■ Exercise instructions ■
From the line containing "</instance>" to the last line below, retype everything word for word.
Data supplied: Begin
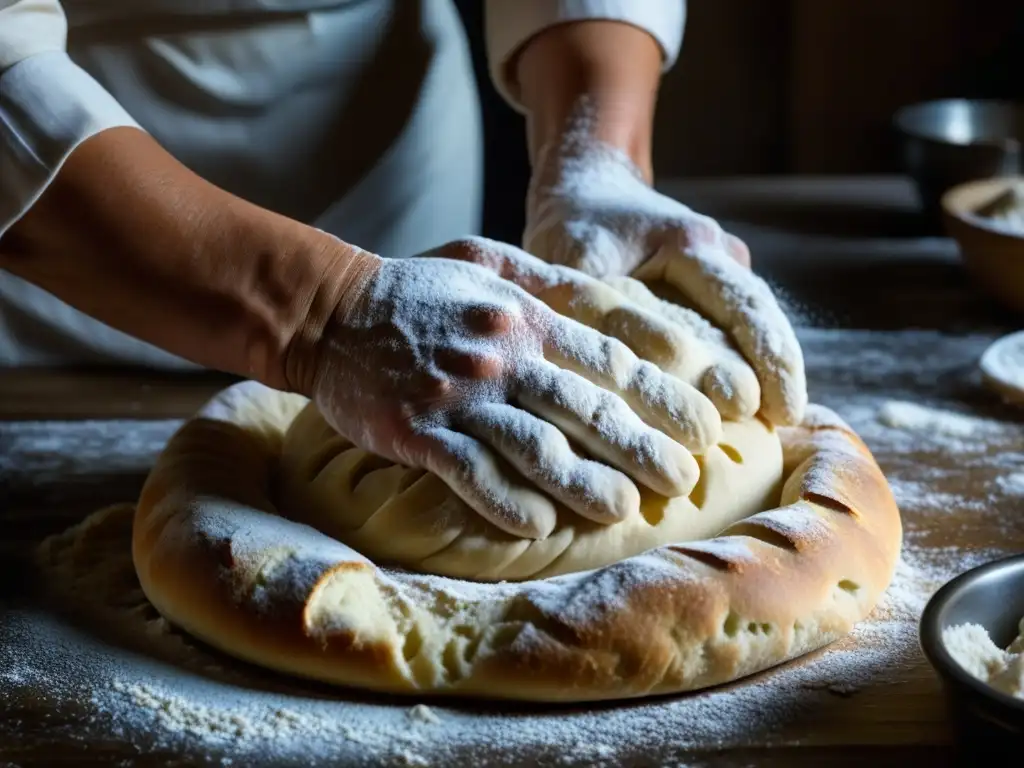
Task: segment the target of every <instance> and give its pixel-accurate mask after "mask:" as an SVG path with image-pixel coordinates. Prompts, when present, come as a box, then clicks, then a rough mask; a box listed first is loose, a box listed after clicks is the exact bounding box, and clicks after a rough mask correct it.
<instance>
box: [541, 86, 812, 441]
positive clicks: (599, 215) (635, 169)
mask: <svg viewBox="0 0 1024 768" xmlns="http://www.w3.org/2000/svg"><path fill="white" fill-rule="evenodd" d="M536 166H537V169H536V170H535V173H534V176H532V179H531V181H530V186H529V189H528V191H527V201H526V227H525V232H524V236H523V243H524V246H525V248H526V250H527V251H529V252H530V253H532V254H536V255H538V256H540V257H541V258H543V259H544V260H545V261H550V262H552V263H555V264H562V265H565V266H571V267H574V268H577V269H580V270H581V271H584V272H586V273H588V274H591V275H594V276H596V278H607V276H611V278H614V276H622V275H627V274H632V275H633V276H635V278H637V279H638V280H641V281H643V282H645V283H651V284H654V283H657V282H659V281H663V280H664V281H665V282H666V283H667V284H668V285H669V286H671V287H672V288H674V289H676V290H677V291H679V292H680V293H681V294H682V295H683V296H684V298H685V300H686V301H687V302H689V303H691V304H692V305H693V308H694V309H696V310H698V311H699V312H700V313H701V314H703V315H705V316H706V317H707V318H708V319H710V321H712V322H713V323H714V324H715V325H716V326H717V327H718V328H720V329H722V330H723V331H725V332H726V333H728V334H729V336H730V337H731V338H732V340H733V341H734V343H735V344H736V346H737V347H738V348H739V350H740V351H741V352H742V353H743V355H744V356H745V357H746V359H748V360H750V361H751V365H752V366H753V367H754V369H755V372H756V373H757V374H758V378H759V380H760V381H761V382H762V384H763V389H762V408H763V409H764V412H765V414H766V416H767V417H768V418H769V419H770V420H772V421H773V422H774V423H777V424H784V423H790V422H791V421H792V420H794V419H795V418H797V417H798V416H799V415H800V414H801V413H802V412H803V410H804V407H805V406H806V397H807V394H806V392H807V390H806V381H805V380H804V367H803V366H802V365H801V362H802V357H801V350H800V345H799V344H798V343H797V341H796V337H795V335H794V332H793V329H792V327H791V325H790V322H788V319H787V318H786V316H785V315H784V314H783V313H782V310H781V308H780V307H779V305H778V302H777V301H776V299H775V297H774V295H773V294H772V292H771V290H770V289H769V288H768V285H767V284H766V283H765V282H764V281H763V280H762V279H761V278H760V276H758V275H757V274H756V273H755V272H753V271H752V270H750V269H746V268H745V267H742V266H740V265H739V263H737V261H736V258H735V257H736V256H737V255H740V254H741V253H745V247H744V246H742V244H741V243H740V242H739V241H738V240H737V239H736V238H734V237H733V236H731V234H728V233H726V232H724V231H723V230H722V228H721V226H719V224H718V223H717V222H716V221H714V220H713V219H711V218H710V217H708V216H703V215H701V214H698V213H696V212H695V211H693V210H691V209H690V208H687V207H686V206H684V205H682V204H681V203H679V202H678V201H675V200H673V199H671V198H669V197H667V196H665V195H662V194H660V193H658V191H657V190H655V189H654V188H652V187H651V186H650V185H649V184H648V183H647V182H646V181H645V180H644V178H643V176H642V174H641V173H640V171H639V170H638V169H637V167H636V166H635V164H634V163H633V161H632V160H631V159H630V158H629V157H628V156H627V155H626V154H625V153H623V152H622V151H621V150H618V148H617V147H615V146H613V145H611V144H608V143H605V142H603V141H601V140H600V138H599V136H598V134H597V131H596V126H595V122H594V110H593V104H591V103H590V102H588V101H587V100H581V102H579V103H578V104H575V105H574V108H573V111H572V114H571V116H570V117H569V119H568V120H567V125H566V127H565V130H563V131H562V132H561V133H560V135H559V139H558V140H557V141H555V142H553V143H550V144H548V145H546V146H543V147H541V148H540V151H539V153H538V161H537V163H536ZM651 254H654V255H653V257H651ZM638 267H639V268H638Z"/></svg>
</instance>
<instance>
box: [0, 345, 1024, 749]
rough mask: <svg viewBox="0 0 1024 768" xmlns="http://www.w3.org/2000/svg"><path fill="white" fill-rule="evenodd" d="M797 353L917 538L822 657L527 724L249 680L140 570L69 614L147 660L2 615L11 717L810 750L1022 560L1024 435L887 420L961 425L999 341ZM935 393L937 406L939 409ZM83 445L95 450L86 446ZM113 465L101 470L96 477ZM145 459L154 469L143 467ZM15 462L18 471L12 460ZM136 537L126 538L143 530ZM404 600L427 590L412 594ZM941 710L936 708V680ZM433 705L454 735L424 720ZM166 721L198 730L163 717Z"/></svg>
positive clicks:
Data supplied: End
■ Written answer ■
</instance>
<instance>
box: [0, 345, 1024, 749]
rough mask: <svg viewBox="0 0 1024 768" xmlns="http://www.w3.org/2000/svg"><path fill="white" fill-rule="evenodd" d="M797 353L917 538L822 657L527 724L249 680L140 570L69 614L147 660L2 615L11 717L810 750L1022 560L1024 435L887 420L961 425L999 341ZM935 393L937 406L939 409ZM83 445L95 450L86 446ZM113 465L101 470L96 477ZM145 459L154 469L143 467ZM15 462L18 471L12 460ZM136 537L126 538L143 530ZM404 600L427 590L412 594ZM941 710L936 708V680ZM433 705L454 735L424 720ZM166 721L198 730L163 717Z"/></svg>
positive clicks:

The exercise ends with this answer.